_Supplied material:_
* * *
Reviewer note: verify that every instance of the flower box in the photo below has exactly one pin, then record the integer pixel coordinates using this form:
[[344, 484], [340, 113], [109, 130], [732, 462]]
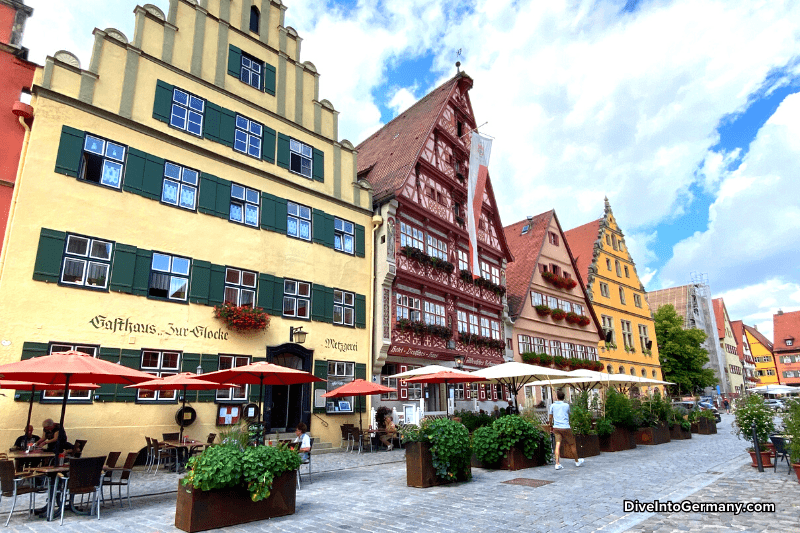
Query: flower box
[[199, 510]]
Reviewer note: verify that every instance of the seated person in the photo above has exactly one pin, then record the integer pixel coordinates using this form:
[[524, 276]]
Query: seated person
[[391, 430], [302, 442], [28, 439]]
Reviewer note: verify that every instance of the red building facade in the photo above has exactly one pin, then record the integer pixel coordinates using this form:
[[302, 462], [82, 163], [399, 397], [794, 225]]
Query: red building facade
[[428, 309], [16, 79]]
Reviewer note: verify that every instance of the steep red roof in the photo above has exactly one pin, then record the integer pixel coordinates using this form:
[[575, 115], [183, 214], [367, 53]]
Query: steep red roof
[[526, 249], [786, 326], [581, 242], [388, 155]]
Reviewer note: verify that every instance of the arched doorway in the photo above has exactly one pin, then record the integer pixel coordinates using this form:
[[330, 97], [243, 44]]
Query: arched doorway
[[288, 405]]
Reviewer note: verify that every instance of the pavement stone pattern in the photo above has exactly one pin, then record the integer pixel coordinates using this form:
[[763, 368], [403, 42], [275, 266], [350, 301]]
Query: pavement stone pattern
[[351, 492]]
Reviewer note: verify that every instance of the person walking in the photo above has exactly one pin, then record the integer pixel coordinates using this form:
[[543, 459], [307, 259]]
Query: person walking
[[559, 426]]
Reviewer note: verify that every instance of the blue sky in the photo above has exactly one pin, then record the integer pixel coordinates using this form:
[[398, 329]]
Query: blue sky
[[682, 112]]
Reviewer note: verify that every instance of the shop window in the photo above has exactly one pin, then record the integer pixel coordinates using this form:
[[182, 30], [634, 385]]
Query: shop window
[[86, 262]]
* * *
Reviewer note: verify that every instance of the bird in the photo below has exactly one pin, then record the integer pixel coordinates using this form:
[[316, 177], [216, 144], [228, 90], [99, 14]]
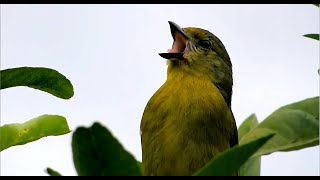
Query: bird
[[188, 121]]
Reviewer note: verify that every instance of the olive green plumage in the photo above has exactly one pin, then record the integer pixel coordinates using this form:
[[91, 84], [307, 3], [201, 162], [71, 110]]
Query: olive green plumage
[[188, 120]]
* * *
_Try it:_
Find the line with "Query: arched doorway" in the material above. Reproduce it and each line after it up to and including the line with "[[398, 329]]".

_Response box:_
Query: arched doorway
[[288, 405]]
Reviewer note: verify that every instance of the pavement stone pattern in the photo above has exactly one pin, then record the integer pixel coordinates using this form:
[[763, 368], [403, 42], [275, 266], [350, 301]]
Query: pavement stone pattern
[[351, 492]]
Reviewer note: verify that every instance of the person walking in the photo above has exactly one pin, then record the integer pixel coordinates using this form:
[[543, 459], [307, 259]]
Query: person walking
[[559, 426]]
Reviewer note: verify that every instance of the blue sky in the photo above has exactly one pin, then record the integer pixel coordinates using this form:
[[398, 329]]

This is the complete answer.